STATED EXERCISE >> Please gather every line in the entries below that contains the word "stucco". Letter case counts.
### SUPPLIED RECORDS
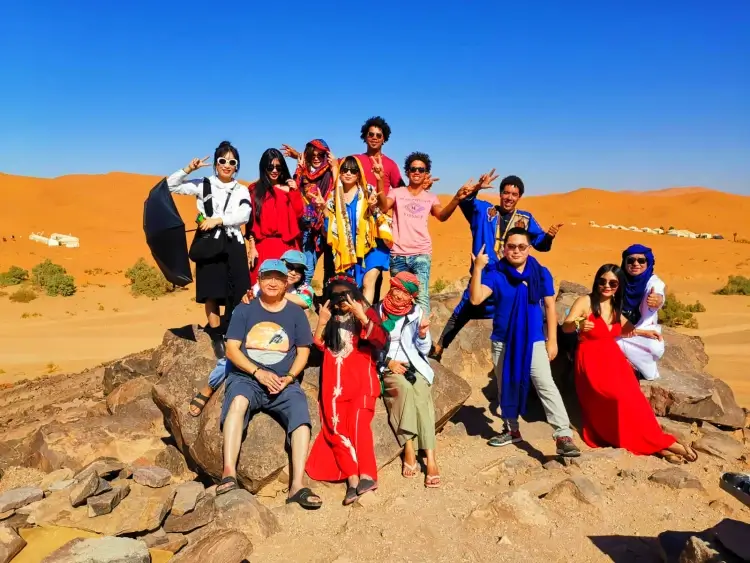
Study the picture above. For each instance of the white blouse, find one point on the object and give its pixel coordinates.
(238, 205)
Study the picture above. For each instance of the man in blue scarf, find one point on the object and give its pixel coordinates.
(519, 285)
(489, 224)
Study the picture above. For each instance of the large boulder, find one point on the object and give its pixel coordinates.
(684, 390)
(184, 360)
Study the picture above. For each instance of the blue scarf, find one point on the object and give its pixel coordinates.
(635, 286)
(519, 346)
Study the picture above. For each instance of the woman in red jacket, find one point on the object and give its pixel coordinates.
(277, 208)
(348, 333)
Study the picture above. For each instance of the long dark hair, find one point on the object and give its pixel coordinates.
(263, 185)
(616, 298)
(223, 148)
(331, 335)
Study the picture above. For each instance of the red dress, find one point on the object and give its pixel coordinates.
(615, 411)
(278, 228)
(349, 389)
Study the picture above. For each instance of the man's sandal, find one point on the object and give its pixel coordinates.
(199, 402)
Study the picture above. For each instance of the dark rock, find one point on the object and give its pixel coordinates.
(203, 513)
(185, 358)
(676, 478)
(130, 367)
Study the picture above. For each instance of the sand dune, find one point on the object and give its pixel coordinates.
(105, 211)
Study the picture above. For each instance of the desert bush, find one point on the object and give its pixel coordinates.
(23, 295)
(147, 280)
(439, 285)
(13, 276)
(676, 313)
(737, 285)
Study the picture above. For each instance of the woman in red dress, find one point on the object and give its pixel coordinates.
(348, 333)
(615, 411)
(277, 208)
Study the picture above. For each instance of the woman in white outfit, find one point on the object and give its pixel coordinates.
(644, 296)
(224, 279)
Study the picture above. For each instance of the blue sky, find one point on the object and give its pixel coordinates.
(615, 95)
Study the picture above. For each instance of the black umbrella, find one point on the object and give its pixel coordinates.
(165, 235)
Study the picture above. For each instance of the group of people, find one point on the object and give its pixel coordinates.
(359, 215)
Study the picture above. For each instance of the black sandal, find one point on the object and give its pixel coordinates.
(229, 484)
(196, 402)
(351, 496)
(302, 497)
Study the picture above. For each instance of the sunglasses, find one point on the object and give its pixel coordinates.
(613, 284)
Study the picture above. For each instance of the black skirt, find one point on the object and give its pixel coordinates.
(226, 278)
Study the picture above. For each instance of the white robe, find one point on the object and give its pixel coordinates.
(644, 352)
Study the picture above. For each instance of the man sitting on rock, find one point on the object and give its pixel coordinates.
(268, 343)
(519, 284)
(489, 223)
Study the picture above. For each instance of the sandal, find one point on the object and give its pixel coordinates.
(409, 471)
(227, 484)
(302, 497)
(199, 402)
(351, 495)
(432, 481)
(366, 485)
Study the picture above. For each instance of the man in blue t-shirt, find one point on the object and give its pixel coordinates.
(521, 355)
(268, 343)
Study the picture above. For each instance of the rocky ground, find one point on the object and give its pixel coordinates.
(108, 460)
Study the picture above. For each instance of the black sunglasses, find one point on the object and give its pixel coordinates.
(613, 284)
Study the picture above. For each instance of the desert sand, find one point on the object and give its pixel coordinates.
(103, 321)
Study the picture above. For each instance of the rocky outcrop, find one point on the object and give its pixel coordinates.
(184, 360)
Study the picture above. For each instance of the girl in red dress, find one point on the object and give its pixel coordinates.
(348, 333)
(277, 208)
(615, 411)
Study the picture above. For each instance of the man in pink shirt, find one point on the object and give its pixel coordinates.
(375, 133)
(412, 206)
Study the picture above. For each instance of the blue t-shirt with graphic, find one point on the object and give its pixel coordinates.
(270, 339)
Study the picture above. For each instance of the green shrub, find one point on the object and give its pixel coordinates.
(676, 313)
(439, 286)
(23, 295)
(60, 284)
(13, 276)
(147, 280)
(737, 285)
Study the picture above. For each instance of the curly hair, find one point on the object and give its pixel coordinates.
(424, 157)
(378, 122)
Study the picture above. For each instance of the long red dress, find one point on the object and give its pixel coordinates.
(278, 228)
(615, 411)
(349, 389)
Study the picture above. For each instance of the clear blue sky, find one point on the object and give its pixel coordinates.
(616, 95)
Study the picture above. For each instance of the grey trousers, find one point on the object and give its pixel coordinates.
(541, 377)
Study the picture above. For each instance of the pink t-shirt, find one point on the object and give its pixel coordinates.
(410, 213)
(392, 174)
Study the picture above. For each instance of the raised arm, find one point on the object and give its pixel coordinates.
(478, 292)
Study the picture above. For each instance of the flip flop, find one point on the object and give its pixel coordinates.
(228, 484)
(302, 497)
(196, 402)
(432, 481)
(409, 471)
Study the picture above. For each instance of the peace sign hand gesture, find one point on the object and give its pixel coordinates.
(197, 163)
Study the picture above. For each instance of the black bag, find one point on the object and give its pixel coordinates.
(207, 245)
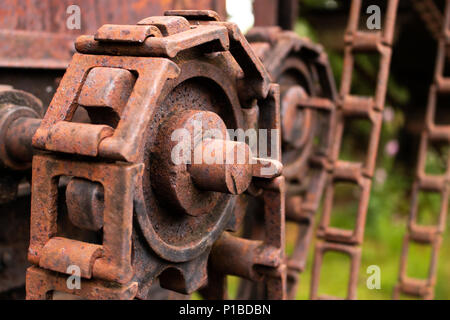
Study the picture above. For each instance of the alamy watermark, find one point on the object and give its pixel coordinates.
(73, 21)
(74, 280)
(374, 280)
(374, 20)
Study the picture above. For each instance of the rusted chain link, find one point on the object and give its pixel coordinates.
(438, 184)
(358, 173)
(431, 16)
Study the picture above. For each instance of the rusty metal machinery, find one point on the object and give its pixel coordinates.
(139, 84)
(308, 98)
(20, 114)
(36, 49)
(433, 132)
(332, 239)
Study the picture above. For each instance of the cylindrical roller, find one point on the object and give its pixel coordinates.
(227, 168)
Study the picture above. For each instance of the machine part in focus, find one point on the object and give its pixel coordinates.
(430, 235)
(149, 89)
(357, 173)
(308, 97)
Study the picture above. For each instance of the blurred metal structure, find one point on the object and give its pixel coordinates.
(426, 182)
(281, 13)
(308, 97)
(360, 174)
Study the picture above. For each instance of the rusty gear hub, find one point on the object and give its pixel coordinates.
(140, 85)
######
### SUPPLIED RECORDS
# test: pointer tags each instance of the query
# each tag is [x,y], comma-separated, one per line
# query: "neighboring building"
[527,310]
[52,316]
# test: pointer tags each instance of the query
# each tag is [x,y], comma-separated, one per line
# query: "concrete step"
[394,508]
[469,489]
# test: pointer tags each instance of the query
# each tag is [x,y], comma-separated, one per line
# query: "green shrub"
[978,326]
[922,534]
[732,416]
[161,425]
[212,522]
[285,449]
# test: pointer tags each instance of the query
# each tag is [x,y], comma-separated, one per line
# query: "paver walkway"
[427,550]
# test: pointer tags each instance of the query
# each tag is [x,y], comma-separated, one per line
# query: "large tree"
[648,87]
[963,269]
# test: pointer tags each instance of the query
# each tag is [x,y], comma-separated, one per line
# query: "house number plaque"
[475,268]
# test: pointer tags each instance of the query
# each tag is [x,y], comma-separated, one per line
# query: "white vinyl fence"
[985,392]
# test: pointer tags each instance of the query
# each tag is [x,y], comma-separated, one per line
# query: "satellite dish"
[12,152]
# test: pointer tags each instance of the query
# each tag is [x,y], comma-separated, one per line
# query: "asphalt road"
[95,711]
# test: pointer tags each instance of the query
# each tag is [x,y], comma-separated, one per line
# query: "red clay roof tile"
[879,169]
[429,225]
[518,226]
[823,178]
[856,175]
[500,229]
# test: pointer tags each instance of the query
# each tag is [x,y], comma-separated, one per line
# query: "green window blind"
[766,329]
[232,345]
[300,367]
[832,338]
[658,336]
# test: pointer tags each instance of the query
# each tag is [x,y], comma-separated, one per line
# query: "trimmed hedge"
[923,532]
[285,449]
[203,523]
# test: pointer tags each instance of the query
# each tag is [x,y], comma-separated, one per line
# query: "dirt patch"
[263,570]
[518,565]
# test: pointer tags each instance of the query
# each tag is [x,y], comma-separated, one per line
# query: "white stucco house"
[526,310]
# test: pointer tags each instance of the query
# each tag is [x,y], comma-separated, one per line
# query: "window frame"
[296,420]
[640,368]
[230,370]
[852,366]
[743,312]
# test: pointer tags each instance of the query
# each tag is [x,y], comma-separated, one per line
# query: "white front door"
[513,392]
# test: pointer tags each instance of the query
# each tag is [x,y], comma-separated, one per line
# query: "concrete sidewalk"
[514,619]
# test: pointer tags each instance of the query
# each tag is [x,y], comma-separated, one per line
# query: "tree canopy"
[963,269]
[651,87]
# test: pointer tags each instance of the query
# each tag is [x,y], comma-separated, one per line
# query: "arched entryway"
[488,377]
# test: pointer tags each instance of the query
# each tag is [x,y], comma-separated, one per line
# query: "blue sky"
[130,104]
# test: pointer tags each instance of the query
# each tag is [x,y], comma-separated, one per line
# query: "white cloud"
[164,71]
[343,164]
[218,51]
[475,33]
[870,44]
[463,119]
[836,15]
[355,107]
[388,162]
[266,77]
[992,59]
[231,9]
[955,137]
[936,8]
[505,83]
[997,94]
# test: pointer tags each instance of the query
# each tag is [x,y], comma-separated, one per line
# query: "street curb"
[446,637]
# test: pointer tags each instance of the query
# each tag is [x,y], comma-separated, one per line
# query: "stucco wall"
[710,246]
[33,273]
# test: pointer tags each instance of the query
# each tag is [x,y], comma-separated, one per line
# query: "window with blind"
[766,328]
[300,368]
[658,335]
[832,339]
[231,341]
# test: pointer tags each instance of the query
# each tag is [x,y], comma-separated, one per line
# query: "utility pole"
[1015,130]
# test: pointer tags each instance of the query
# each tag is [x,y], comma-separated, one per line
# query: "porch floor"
######
RESULT >>
# query: "white stucco house"
# query: "stucco wall"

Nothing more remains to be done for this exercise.